PASSAGE PROVIDED -
[START]
# AceNS Legit Sellers



## jtarules89 (Mar 3, 2019)

Hello I am looking for anyone that can hopefully lead me in the right direction of finding what I am looking for. I am looking for a legit United States seller and or re seller to purchase a AceNS for the Nintendo Switch. If their are none that exist, I am looking for a seller and re seller to order one without having to wait months to receive one from China based companies. I greatly appreciate the help.


----------



## wurstpistole (Mar 3, 2019)

Edit


----------



## aos10 (Mar 4, 2019)

Have you ever bought something from Ali express lately and waited for months?
You will mostly wait 3-4 weeks at most.


----------



## jtarules89 (Mar 5, 2019)

aos10 said:


> Have you ever bought something from Ali express lately and waited for months?
> You will mostly wait 3-4 weeks at most.
[END]
Excerpts from a detection dataset:
[START]
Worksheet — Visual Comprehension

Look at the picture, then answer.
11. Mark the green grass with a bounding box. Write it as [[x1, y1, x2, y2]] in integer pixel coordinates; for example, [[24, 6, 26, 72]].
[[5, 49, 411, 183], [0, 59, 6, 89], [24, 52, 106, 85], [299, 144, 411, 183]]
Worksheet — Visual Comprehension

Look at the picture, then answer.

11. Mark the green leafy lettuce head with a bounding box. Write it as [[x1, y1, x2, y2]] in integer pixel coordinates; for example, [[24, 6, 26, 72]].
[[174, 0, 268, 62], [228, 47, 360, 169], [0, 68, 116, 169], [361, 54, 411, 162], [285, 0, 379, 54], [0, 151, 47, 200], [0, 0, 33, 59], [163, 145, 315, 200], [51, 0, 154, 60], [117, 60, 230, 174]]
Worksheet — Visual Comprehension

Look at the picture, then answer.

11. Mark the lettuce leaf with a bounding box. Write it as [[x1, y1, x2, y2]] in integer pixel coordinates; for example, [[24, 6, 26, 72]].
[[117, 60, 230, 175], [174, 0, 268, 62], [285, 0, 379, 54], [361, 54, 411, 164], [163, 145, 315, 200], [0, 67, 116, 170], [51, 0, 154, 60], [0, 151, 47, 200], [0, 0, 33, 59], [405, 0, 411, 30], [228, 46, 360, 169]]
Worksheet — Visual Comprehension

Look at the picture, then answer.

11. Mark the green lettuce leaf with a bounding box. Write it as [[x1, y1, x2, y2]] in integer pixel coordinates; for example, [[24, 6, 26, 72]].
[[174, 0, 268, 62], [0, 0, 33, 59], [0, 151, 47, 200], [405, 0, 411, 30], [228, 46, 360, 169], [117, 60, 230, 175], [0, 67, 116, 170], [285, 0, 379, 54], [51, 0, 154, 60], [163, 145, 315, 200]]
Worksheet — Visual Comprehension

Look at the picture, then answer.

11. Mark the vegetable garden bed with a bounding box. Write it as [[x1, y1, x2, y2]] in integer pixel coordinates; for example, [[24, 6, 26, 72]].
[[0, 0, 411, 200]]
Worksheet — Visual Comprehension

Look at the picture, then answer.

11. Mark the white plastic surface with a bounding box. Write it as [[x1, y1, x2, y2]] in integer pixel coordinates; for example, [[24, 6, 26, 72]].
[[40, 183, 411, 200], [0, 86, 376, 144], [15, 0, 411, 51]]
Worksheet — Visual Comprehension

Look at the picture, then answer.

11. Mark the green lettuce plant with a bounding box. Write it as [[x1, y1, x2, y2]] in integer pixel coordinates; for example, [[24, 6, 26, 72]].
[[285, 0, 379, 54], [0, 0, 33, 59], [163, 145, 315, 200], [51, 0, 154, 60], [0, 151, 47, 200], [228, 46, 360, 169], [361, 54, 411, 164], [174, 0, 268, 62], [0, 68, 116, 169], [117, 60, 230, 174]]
[END]
CHALLENGES -
A – Rewrite the part of the AceNS forum thread between "Hello I am looking" and "appreciate the help.", inclusive, replacing "United States" with "Canadian".
B – List every distinct username that posts in the AceNS forum thread.

ANSWERS FOR THIS EXERCISE -
A –
Hello I am looking for anyone that can hopefully lead me in the right direction of finding what I am looking for. I am looking for a legit Canadian seller and or re seller to purchase a AceNS for the Nintendo Switch. If their are none that exist, I am looking for a seller and re seller to order one without having to wait months to receive one from China based companies. I greatly appreciate the help.

B – jtarules89, wurstpistole, aos10